Written request: Reprint the rows below word for word, beginning at the line that contains "Where can the man wearing" and ending after the line that contains "pixel 431 442".

##### Material supplied

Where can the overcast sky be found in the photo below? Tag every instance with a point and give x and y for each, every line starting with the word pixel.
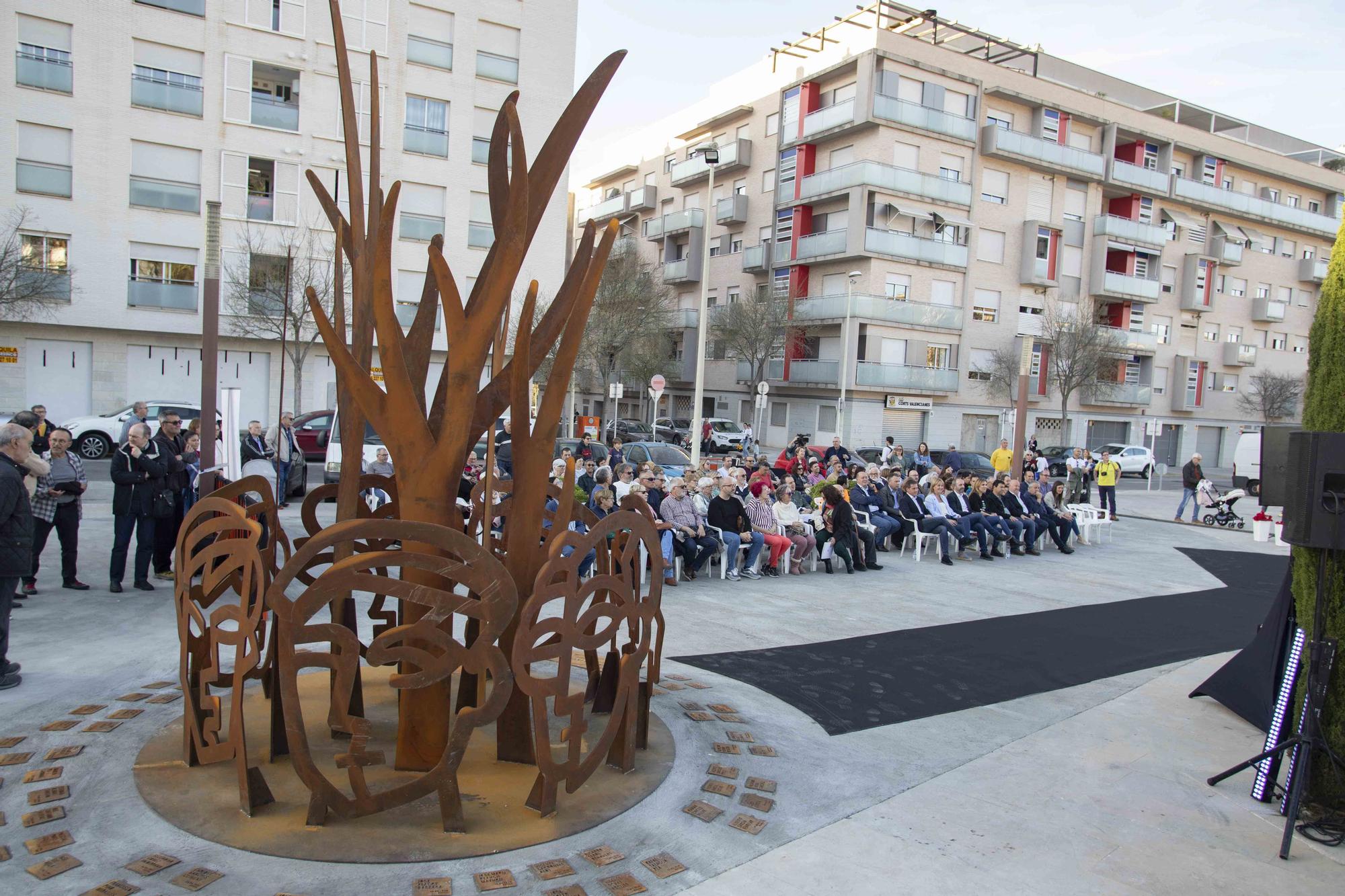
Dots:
pixel 1277 65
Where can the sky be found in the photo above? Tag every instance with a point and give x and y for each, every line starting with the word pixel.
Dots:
pixel 1278 65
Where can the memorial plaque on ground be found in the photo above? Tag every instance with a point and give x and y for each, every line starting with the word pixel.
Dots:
pixel 56 865
pixel 198 877
pixel 552 868
pixel 623 884
pixel 501 879
pixel 664 865
pixel 703 810
pixel 48 794
pixel 153 864
pixel 722 787
pixel 602 856
pixel 748 823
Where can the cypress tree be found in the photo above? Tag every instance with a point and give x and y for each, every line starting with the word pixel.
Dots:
pixel 1324 411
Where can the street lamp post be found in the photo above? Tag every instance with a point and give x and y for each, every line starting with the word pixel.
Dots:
pixel 711 153
pixel 845 350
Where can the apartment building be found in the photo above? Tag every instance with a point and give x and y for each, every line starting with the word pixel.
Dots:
pixel 128 116
pixel 969 182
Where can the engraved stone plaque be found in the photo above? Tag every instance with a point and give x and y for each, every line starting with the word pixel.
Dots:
pixel 703 810
pixel 552 868
pixel 664 865
pixel 765 784
pixel 748 823
pixel 502 879
pixel 37 775
pixel 44 815
pixel 153 864
pixel 722 787
pixel 758 802
pixel 48 842
pixel 56 865
pixel 623 884
pixel 48 795
pixel 198 877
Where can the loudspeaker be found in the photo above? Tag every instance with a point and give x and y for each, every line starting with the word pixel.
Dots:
pixel 1274 487
pixel 1315 470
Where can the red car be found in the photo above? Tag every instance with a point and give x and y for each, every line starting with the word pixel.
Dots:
pixel 310 428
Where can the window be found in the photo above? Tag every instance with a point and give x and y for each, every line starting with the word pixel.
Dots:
pixel 995 186
pixel 430 37
pixel 497 54
pixel 985 306
pixel 991 247
pixel 426 130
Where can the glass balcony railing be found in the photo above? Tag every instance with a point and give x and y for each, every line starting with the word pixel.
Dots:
pixel 918 116
pixel 876 174
pixel 153 93
pixel 165 194
pixel 424 140
pixel 45 73
pixel 871 373
pixel 905 245
pixel 157 294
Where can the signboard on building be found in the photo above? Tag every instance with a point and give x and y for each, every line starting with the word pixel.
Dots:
pixel 909 403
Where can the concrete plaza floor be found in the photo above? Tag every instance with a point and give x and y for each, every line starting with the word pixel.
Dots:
pixel 1089 788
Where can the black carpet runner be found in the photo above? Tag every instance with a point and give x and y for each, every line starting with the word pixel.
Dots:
pixel 879 680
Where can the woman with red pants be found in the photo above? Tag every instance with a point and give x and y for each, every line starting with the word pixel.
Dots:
pixel 763 521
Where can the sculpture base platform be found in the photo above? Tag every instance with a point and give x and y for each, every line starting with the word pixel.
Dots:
pixel 204 801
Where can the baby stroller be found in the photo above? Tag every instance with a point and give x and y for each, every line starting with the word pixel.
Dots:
pixel 1219 503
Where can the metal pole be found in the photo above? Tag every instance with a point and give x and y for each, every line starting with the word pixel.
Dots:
pixel 697 416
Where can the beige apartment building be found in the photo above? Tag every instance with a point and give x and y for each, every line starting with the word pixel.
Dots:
pixel 972 182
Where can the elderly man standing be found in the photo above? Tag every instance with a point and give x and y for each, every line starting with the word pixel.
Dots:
pixel 15 534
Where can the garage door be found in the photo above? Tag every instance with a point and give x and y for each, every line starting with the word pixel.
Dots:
pixel 1208 442
pixel 61 377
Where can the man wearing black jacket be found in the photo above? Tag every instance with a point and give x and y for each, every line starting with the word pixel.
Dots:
pixel 138 475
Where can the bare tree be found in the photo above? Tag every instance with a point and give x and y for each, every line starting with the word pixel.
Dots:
pixel 1272 396
pixel 34 271
pixel 266 279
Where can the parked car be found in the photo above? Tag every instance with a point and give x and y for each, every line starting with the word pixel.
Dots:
pixel 310 430
pixel 1133 459
pixel 95 438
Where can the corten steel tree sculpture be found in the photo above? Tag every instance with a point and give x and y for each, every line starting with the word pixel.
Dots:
pixel 431 442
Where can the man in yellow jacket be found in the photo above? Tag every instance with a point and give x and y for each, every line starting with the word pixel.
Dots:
pixel 1108 473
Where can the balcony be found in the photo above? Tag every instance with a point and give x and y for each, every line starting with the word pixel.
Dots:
pixel 903 245
pixel 157 294
pixel 731 209
pixel 828 118
pixel 1141 178
pixel 169 196
pixel 1313 270
pixel 45 73
pixel 734 155
pixel 1239 354
pixel 871 373
pixel 1042 155
pixel 923 118
pixel 895 311
pixel 1130 232
pixel 153 93
pixel 1268 310
pixel 40 177
pixel 1257 208
pixel 1118 286
pixel 875 174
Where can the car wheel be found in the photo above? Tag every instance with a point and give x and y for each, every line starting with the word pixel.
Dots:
pixel 93 446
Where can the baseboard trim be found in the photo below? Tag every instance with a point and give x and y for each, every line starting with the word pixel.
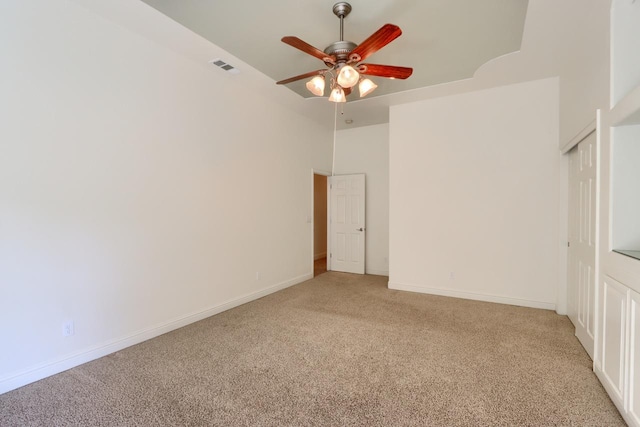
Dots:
pixel 44 370
pixel 377 272
pixel 472 296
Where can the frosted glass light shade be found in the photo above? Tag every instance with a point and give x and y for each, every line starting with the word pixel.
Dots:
pixel 366 87
pixel 348 76
pixel 316 85
pixel 337 95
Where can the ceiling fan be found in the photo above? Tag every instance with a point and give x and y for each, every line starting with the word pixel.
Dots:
pixel 343 60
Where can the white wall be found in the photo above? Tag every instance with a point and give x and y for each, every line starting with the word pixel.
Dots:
pixel 139 190
pixel 366 150
pixel 474 195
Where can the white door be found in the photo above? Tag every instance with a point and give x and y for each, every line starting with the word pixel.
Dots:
pixel 582 240
pixel 346 222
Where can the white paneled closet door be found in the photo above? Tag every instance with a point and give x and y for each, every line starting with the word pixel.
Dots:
pixel 582 240
pixel 347 223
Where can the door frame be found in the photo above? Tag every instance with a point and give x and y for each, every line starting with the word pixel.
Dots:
pixel 313 219
pixel 572 217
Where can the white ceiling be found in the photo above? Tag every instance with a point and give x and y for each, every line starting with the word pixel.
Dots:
pixel 443 40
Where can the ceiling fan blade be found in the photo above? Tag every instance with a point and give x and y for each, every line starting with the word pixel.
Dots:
pixel 307 48
pixel 301 76
pixel 389 71
pixel 376 41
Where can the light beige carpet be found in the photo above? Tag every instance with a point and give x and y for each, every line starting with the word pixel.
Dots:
pixel 337 350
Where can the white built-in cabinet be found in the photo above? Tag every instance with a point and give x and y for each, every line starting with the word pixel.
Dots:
pixel 617 347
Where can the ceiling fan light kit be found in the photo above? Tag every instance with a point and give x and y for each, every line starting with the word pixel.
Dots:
pixel 342 59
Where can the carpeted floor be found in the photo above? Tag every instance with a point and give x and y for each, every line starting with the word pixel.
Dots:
pixel 337 350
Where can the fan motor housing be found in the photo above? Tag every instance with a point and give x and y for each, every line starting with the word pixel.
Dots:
pixel 340 49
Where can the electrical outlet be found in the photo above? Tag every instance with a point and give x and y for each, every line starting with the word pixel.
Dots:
pixel 67 328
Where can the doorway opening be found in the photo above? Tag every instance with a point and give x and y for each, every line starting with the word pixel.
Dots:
pixel 319 223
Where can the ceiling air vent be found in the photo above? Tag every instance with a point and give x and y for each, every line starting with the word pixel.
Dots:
pixel 227 67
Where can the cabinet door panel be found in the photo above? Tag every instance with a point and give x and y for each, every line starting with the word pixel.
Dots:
pixel 613 336
pixel 633 404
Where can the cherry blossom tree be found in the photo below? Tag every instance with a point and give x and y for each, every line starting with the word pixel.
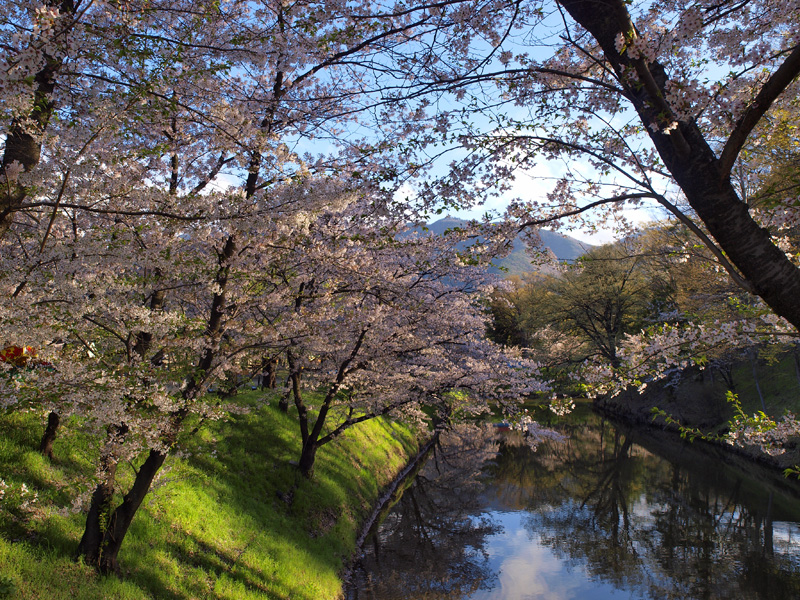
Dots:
pixel 385 321
pixel 642 101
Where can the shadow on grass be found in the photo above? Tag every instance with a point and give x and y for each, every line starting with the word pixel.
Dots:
pixel 233 520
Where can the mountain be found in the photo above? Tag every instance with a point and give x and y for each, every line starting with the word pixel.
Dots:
pixel 518 262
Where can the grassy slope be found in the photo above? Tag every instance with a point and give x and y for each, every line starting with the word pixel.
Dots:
pixel 230 520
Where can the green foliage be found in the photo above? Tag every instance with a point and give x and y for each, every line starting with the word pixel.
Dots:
pixel 7 587
pixel 230 519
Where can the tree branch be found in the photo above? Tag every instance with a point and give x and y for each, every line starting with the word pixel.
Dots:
pixel 770 91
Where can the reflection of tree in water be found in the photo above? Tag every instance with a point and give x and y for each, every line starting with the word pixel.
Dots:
pixel 649 525
pixel 435 545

##########

Result for this exercise:
Where can the man wearing black jacket be found in the photo above? Tag every instance with a point and give x and y for each, every line starting with the word pixel.
Dots:
pixel 138 475
Where can the bare tree be found in the photo above? Tag every instance with a point and give x and y for each, every line starting with the word pixel.
Dots:
pixel 1272 396
pixel 34 271
pixel 266 279
Where can the parked car be found in the photo above? Tag every instance with a point and give x and y for each, every line starting with the word pixel.
Dots:
pixel 310 430
pixel 1133 459
pixel 95 438
Where can the corten steel tree sculpture be found in the photo above? Tag every instance with a point and give x and y for each, every line starting with the word pixel.
Dots:
pixel 431 442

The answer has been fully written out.